## Exercise description
From the data below, give the number of lines holding the word "ditch", with nothing else added.

[Records from a data source]
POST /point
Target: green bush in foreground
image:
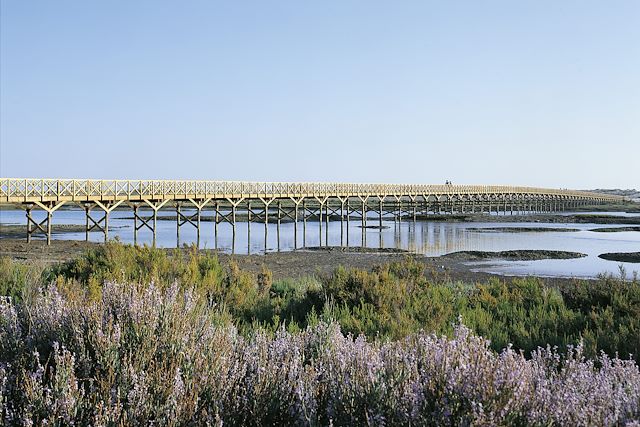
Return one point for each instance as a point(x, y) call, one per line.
point(142, 355)
point(390, 302)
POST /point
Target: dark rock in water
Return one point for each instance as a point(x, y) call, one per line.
point(354, 249)
point(520, 229)
point(621, 256)
point(615, 229)
point(518, 255)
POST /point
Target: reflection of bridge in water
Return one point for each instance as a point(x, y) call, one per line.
point(274, 202)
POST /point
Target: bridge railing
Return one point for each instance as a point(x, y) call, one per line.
point(25, 190)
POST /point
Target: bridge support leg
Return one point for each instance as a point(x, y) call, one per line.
point(193, 219)
point(348, 215)
point(296, 203)
point(155, 208)
point(278, 225)
point(216, 220)
point(304, 224)
point(101, 224)
point(249, 228)
point(43, 226)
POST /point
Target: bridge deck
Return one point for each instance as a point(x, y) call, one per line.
point(19, 190)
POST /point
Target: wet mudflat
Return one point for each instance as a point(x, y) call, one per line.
point(504, 244)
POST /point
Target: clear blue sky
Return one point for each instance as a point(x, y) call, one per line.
point(542, 93)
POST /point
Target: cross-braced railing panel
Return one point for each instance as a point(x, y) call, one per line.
point(30, 190)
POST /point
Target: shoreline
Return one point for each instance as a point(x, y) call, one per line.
point(296, 264)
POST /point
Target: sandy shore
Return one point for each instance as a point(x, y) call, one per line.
point(293, 264)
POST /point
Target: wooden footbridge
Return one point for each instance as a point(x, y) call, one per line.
point(234, 202)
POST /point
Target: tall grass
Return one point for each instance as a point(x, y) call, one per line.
point(142, 354)
point(128, 335)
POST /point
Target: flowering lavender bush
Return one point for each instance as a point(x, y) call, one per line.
point(143, 354)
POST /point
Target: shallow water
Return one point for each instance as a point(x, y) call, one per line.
point(424, 237)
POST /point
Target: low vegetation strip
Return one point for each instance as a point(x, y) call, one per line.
point(126, 335)
point(147, 355)
point(517, 255)
point(621, 256)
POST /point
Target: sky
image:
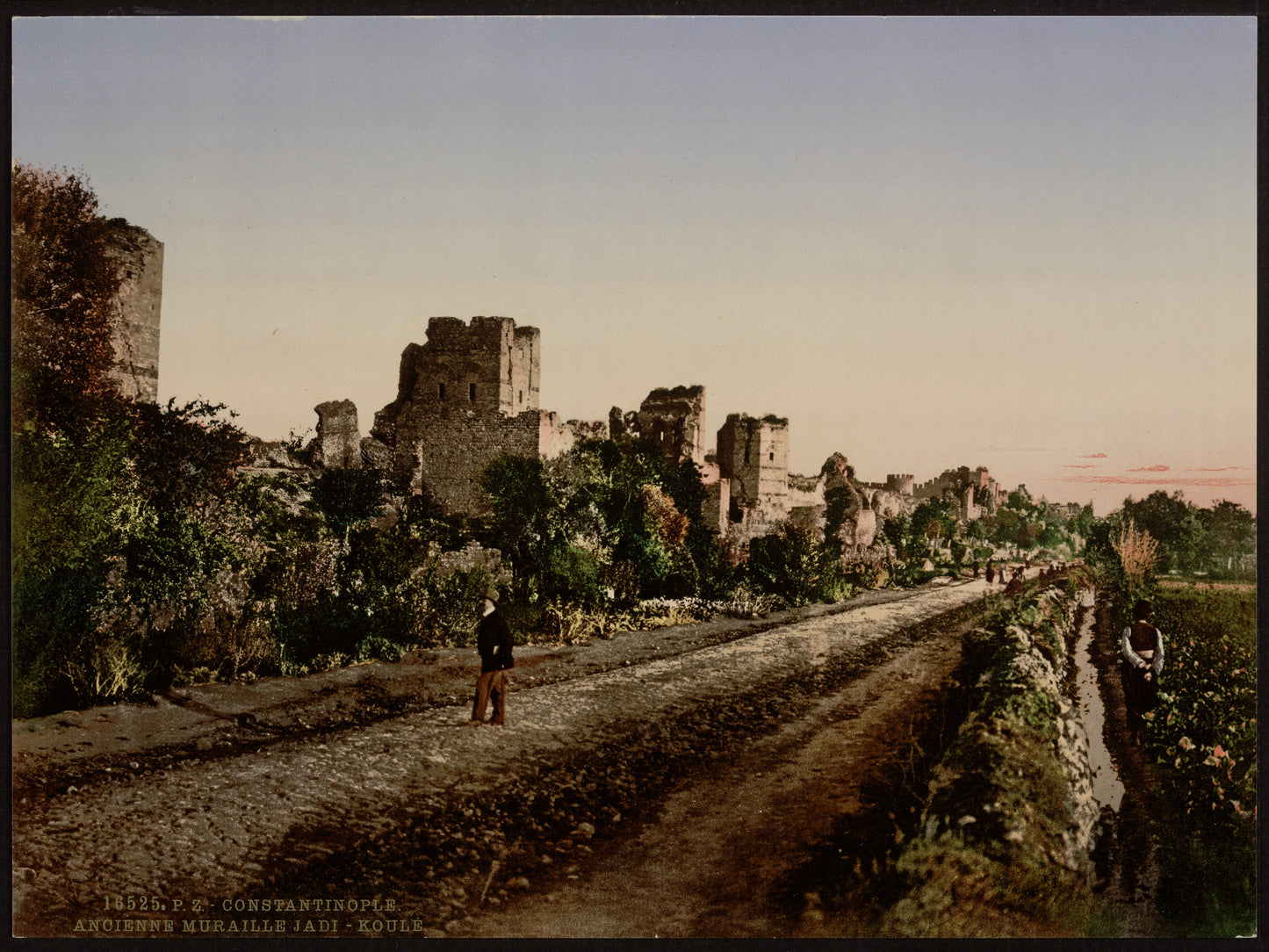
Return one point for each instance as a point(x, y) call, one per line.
point(1020, 242)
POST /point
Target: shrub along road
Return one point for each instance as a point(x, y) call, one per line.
point(370, 786)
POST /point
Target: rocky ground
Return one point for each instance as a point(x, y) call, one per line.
point(727, 755)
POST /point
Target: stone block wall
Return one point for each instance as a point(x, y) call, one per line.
point(137, 310)
point(753, 453)
point(466, 395)
point(453, 450)
point(338, 444)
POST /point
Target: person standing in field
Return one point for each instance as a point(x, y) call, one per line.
point(494, 644)
point(1141, 646)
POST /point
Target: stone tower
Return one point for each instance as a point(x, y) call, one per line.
point(137, 310)
point(464, 398)
point(674, 418)
point(753, 458)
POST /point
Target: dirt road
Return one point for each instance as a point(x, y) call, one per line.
point(721, 855)
point(410, 818)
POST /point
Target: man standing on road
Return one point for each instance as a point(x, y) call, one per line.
point(494, 644)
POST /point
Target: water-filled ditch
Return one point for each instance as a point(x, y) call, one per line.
point(1107, 786)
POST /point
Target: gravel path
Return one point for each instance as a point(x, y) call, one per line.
point(213, 834)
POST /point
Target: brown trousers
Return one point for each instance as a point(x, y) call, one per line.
point(490, 684)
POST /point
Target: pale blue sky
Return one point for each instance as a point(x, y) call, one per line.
point(929, 242)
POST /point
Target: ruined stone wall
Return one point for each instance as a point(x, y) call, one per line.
point(466, 395)
point(525, 370)
point(558, 436)
point(455, 450)
point(137, 310)
point(338, 444)
point(716, 507)
point(753, 455)
point(674, 419)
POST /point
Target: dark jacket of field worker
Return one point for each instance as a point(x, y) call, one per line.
point(494, 643)
point(1141, 646)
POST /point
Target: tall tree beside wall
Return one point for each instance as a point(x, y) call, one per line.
point(63, 284)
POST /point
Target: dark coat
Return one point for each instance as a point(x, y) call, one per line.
point(493, 632)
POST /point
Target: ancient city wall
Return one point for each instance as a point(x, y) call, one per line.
point(456, 448)
point(674, 419)
point(137, 310)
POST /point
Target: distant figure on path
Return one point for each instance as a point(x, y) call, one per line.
point(494, 644)
point(1143, 650)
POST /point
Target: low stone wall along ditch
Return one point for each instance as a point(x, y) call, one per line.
point(1006, 840)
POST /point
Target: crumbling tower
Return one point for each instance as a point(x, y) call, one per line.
point(137, 310)
point(466, 396)
point(753, 458)
point(673, 419)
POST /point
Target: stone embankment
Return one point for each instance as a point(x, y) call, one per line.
point(311, 821)
point(1008, 833)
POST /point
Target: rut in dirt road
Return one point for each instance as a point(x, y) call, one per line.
point(740, 851)
point(299, 812)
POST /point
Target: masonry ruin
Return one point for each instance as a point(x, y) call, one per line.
point(137, 310)
point(471, 393)
point(464, 398)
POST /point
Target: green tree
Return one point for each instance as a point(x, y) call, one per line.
point(1231, 532)
point(62, 290)
point(348, 496)
point(1172, 523)
point(527, 516)
point(792, 563)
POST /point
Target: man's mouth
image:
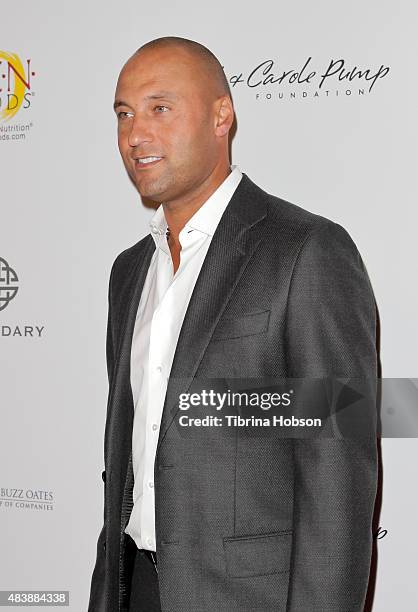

## Solved exercise
2